# Activity
In full and without alteration, print the records below, minus any images.

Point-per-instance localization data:
--- START ---
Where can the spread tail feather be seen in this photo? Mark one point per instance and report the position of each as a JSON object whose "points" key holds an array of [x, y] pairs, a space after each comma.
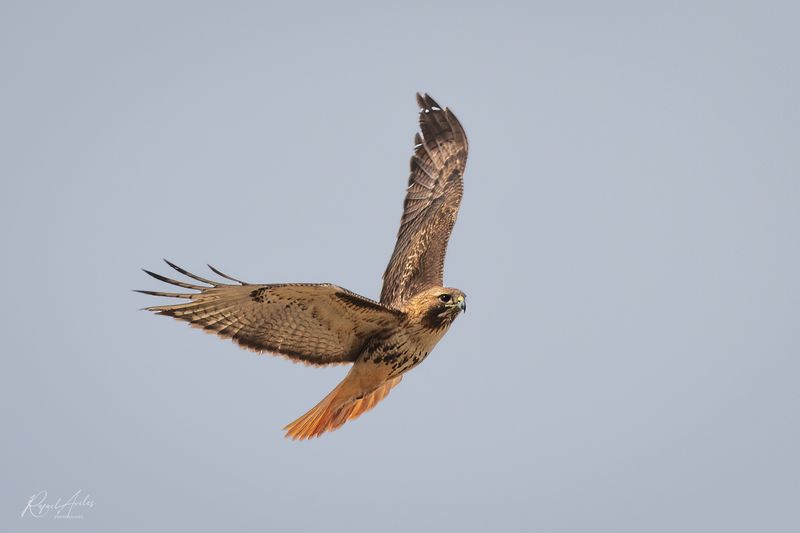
{"points": [[336, 408]]}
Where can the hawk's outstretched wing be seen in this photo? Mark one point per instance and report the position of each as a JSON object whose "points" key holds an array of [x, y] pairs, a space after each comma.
{"points": [[317, 324], [434, 193]]}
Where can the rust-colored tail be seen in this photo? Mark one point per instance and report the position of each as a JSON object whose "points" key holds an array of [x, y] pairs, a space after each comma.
{"points": [[339, 406]]}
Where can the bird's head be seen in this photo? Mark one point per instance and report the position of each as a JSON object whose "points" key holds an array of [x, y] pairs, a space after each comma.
{"points": [[437, 307]]}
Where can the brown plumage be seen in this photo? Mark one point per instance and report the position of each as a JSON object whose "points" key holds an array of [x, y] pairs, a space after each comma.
{"points": [[323, 324]]}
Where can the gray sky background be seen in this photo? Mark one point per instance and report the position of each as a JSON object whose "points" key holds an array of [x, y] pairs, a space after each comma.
{"points": [[628, 241]]}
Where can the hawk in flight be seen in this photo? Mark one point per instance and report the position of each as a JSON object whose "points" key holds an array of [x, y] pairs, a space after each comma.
{"points": [[323, 324]]}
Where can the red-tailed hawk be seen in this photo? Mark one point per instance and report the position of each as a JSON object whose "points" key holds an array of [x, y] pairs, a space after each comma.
{"points": [[322, 324]]}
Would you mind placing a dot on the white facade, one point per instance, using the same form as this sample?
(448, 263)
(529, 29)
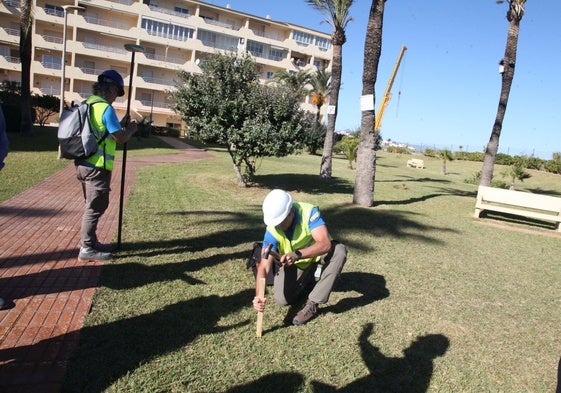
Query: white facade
(176, 34)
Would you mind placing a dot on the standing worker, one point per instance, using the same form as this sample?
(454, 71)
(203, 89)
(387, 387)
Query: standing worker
(3, 154)
(299, 234)
(94, 173)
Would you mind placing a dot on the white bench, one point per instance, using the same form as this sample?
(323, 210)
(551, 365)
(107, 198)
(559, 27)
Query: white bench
(416, 163)
(539, 207)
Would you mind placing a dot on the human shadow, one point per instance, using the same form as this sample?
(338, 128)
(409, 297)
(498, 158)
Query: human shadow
(115, 276)
(108, 351)
(372, 288)
(411, 373)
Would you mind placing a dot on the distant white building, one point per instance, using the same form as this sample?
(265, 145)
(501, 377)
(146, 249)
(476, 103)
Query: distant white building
(176, 34)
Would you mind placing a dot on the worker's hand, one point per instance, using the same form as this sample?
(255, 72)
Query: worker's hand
(125, 120)
(132, 127)
(289, 259)
(259, 303)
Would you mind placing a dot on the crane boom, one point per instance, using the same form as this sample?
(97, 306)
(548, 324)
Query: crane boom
(387, 94)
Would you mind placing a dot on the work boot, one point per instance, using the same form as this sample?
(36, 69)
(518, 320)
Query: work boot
(308, 312)
(103, 247)
(89, 254)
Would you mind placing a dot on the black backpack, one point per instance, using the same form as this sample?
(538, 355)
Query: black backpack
(76, 138)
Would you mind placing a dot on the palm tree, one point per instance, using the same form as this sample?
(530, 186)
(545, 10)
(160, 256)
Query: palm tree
(363, 193)
(445, 155)
(26, 22)
(514, 16)
(337, 15)
(321, 87)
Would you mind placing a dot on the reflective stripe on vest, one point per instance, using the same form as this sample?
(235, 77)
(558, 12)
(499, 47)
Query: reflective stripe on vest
(104, 158)
(301, 238)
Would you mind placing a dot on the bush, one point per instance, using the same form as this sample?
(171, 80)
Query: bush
(553, 166)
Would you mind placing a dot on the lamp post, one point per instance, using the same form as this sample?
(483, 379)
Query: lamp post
(65, 8)
(133, 48)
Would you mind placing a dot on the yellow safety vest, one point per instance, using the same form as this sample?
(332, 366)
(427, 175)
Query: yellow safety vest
(301, 238)
(104, 158)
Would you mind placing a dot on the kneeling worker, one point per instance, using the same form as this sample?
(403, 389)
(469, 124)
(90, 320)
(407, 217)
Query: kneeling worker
(299, 234)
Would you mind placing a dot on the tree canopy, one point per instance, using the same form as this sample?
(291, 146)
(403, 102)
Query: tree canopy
(227, 105)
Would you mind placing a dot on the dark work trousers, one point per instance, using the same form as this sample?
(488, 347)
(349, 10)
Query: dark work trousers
(95, 185)
(291, 281)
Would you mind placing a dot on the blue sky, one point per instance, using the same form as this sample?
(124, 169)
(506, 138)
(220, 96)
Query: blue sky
(447, 89)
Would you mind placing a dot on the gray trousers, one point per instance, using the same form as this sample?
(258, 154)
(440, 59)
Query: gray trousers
(290, 281)
(95, 185)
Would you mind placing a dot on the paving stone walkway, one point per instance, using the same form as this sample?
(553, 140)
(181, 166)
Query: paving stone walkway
(48, 291)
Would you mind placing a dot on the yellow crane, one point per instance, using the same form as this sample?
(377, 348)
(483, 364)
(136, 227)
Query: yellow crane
(387, 94)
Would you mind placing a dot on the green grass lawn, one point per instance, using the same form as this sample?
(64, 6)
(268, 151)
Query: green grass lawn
(430, 299)
(32, 159)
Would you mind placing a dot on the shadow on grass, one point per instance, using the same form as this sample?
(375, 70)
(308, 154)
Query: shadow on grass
(411, 373)
(109, 351)
(544, 192)
(310, 184)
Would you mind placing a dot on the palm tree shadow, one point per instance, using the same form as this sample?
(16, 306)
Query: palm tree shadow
(107, 352)
(372, 287)
(273, 383)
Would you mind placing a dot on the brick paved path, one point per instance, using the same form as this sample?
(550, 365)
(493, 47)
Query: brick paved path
(49, 292)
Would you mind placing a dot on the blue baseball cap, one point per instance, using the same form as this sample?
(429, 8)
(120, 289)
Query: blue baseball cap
(112, 76)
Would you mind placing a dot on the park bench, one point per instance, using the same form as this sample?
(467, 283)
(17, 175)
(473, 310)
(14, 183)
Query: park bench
(416, 163)
(536, 206)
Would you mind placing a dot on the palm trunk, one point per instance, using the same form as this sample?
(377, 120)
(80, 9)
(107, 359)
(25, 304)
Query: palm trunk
(336, 70)
(366, 157)
(26, 23)
(507, 77)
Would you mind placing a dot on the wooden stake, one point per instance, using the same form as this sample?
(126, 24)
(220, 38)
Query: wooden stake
(261, 294)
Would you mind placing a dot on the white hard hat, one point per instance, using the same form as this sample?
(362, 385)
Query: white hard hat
(276, 207)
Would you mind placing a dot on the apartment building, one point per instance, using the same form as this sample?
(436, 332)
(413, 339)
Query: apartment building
(175, 34)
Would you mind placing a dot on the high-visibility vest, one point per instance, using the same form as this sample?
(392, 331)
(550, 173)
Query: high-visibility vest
(104, 158)
(301, 238)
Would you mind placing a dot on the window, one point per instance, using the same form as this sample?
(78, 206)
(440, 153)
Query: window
(323, 43)
(150, 53)
(88, 67)
(55, 10)
(181, 11)
(167, 30)
(50, 61)
(255, 48)
(302, 38)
--- END ---
# Solution to this exercise
Where can the spread tail feather be seen in this photo? Mark one point per instance and report the position of each as a JSON object whose "points" key holds an array of [x, y] pairs, a space after each comma.
{"points": [[336, 408]]}
Where can the hawk's outstretched wing be seen in this photo? Mark one point per instance and report the position of each as a JSON object whose "points" key holds an array of [x, y] pairs, a space after each comma.
{"points": [[317, 324], [434, 193]]}
Where can the rust-colored tail be seen in this photo? Mark one point per instance and report the position of each as a JSON object whose "points" key holds an array of [x, y] pairs, a space after each comma.
{"points": [[339, 406]]}
Where can the bird's head be seen in this photo? Mark one point per instance and report the position of each as a JSON object whose "points" key holds an array of [x, y] pairs, a space after each comma.
{"points": [[437, 307]]}
Where can the brown plumage be seen in this photo? Mark one point per instance and report the position of each as a JSON object whose "points" key holds an array of [x, y] pairs, a space after each comma.
{"points": [[323, 324]]}
Where can the gray sky background be seen in this photo? Mark one point per instance and report the position of each as a JSON object whose "points" key holds an array of [x, y] pairs, a space after each comma.
{"points": [[628, 241]]}
Where can the hawk in flight be seen in this photo? Mark one point per instance and report the position of each as a JSON object whose "points" key holds an array of [x, y] pairs, a space after each comma.
{"points": [[323, 324]]}
Where can the red-tailed hawk be seen in this photo? Mark one point per instance and report the position of each as a JSON object whose "points" key holds an array of [x, y] pairs, a space after each comma.
{"points": [[322, 324]]}
Would you mind placing a dot on the white facade, one point per instance, using the same form as this sample?
(448, 263)
(529, 29)
Query: white facade
(176, 34)
Would you mind placing a dot on the standing worker, one point per instance, using the same form as this sample?
(454, 71)
(203, 89)
(387, 387)
Query: standing worker
(3, 154)
(299, 234)
(94, 173)
Would you mind placing a dot on the white bench, one point per instance, using the same form as this sample?
(323, 210)
(551, 365)
(107, 198)
(559, 27)
Query: white bench
(416, 163)
(539, 207)
Would you mind placing a dot on the human shadow, one point per instance, using the same form as this sample?
(338, 128)
(409, 297)
(498, 158)
Query: human shadow
(115, 276)
(108, 351)
(372, 288)
(411, 373)
Would you mind placing a dot on the distant white building, one point per instance, using the same form as this sample?
(265, 145)
(501, 377)
(146, 249)
(476, 103)
Query: distant white building
(176, 34)
Would you mind placing a dot on the worker's hand, one point per instance, using the same form as this sample?
(255, 72)
Query: worker's hand
(125, 120)
(132, 127)
(289, 259)
(259, 303)
Would you mind placing a dot on the crane boom, one point per instance, using the same form as this sample?
(97, 306)
(548, 324)
Query: crane boom
(387, 94)
Would you mind placing a dot on the work boot, one point per instance, using the same form as this sample?
(36, 69)
(518, 320)
Query: work boot
(308, 312)
(103, 247)
(89, 254)
Would you mind placing a dot on the black backpack, one point per instance, using the same form as this sample?
(538, 355)
Query: black backpack
(76, 138)
Would you mind placing a dot on the palm tree, one point per instance, using the same form as this sample?
(530, 186)
(545, 10)
(160, 256)
Query: palm tree
(363, 193)
(445, 155)
(26, 22)
(514, 16)
(337, 15)
(321, 87)
Would you mind placing a dot on the reflective stripe on vest, one point per instance, using the same form as this sample?
(235, 77)
(558, 12)
(499, 47)
Query: reflective stripe on vest
(104, 158)
(301, 238)
Would you mind placing a dot on the bush, one point per instance, using the same form as this sample?
(171, 80)
Query: bush
(553, 166)
Would you mind placing a dot on the lamp post, one point per instance, using the same form as this sample?
(483, 379)
Query: lamp post
(65, 8)
(133, 48)
Would you mind placing a dot on the yellow safety vest, one point per instance, using the same form as this sample?
(332, 366)
(427, 175)
Query: yellow safety vest
(301, 238)
(104, 158)
Would you mind placing a dot on the kneeling worker, one point per instance, using the same form as this sample?
(403, 389)
(469, 124)
(90, 320)
(407, 217)
Query: kneeling worker
(299, 234)
Would you mind placing a dot on the tree canopy, one point per instance, using the same form as this sample?
(291, 146)
(403, 102)
Query: tree canopy
(227, 105)
Would you mind placing a dot on the dark work trousers, one point per instance, using the same form as this sample?
(488, 347)
(349, 10)
Query: dark work trousers
(95, 185)
(291, 281)
Would you mind placing a dot on the blue sky, one point per instance, using the same form as this sample?
(124, 169)
(506, 138)
(220, 96)
Query: blue sky
(447, 89)
Would you mind placing a dot on the gray trousers, one point per instance, using the same form as this sample?
(258, 154)
(440, 59)
Query: gray trousers
(290, 281)
(95, 185)
Would you mind placing a dot on the paving stone walkway, one point per instance, using the same form as this sample?
(553, 140)
(181, 166)
Query: paving stone walkway
(48, 291)
Would you mind placing a dot on the yellow crane, one point per instance, using the same form as this sample?
(377, 348)
(483, 364)
(136, 227)
Query: yellow crane
(387, 94)
Would you mind placing a dot on the green grass lawn, one point per instance, using the same form as this sample?
(64, 6)
(268, 151)
Query: green grass lawn
(430, 299)
(32, 159)
Would you mind placing a dot on the shadow on grass, one point per instance, using the same form as this sample?
(375, 70)
(308, 154)
Query: shadow on grass
(411, 373)
(109, 351)
(544, 192)
(310, 184)
Would you mind placing a dot on the palm tree shadow, one point per instance, using the same form as this sample?
(16, 306)
Query: palm tree shadow
(107, 352)
(372, 287)
(273, 383)
Would you mind placing a dot on the brick paved path, one point per instance, using the same form as this sample?
(550, 365)
(493, 47)
Query: brick paved path
(49, 292)
Would you mind placing a dot on the blue baseball cap, one point per instance, using the same form as this sample?
(429, 8)
(120, 289)
Query: blue baseball cap
(112, 76)
Would you mind placing a dot on the park bench, one point per instance, using the same form as this sample?
(467, 283)
(17, 175)
(473, 310)
(14, 183)
Query: park bench
(416, 163)
(536, 206)
Would you mind placing a dot on the palm trunk, one point per instance, using the same form as this sample?
(377, 120)
(80, 9)
(107, 359)
(25, 304)
Query: palm trunk
(336, 70)
(366, 157)
(26, 23)
(507, 77)
Would you mind placing a dot on the wooden stake, one point per instance, using the same form as this sample?
(126, 24)
(220, 38)
Query: wooden stake
(261, 294)
Would you mind placing a dot on the white hard hat, one point per instance, using the same form as this sample?
(362, 385)
Query: white hard hat
(276, 207)
Would you mind placing a dot on the apartment building, one point per instance, using the same form as this sample?
(436, 332)
(413, 339)
Query: apartment building
(175, 34)
Would you mind placing a dot on the high-visibility vest, one point per instance, using the same form as this sample?
(392, 331)
(550, 173)
Query: high-visibility vest
(104, 158)
(301, 238)
Would you mind placing a dot on the window, one point per instance, using the same form as this sample?
(78, 206)
(440, 153)
Query: window
(323, 43)
(150, 53)
(88, 67)
(55, 10)
(181, 11)
(167, 30)
(50, 61)
(255, 48)
(302, 38)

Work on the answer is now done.